───── DATA FOR THIS EXERCISE

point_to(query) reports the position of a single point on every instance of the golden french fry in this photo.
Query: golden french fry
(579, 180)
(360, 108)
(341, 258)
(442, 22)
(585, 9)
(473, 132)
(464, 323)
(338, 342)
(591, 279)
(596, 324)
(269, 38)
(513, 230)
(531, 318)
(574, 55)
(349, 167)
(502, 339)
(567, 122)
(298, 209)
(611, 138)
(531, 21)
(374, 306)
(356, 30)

──────────

> **WHAT THE TASK ASKS**
Whatever appears in the data above should be set down again exactly.

> **OUTPUT OF THE TASK**
point_to(query) reports the position of a single point on every instance of the golden french fry in this photo.
Query: golden french fry
(579, 180)
(360, 108)
(341, 258)
(442, 22)
(585, 9)
(473, 132)
(464, 323)
(338, 342)
(591, 279)
(596, 324)
(269, 38)
(513, 230)
(531, 318)
(574, 55)
(349, 167)
(502, 339)
(567, 122)
(298, 209)
(611, 138)
(531, 21)
(374, 306)
(356, 30)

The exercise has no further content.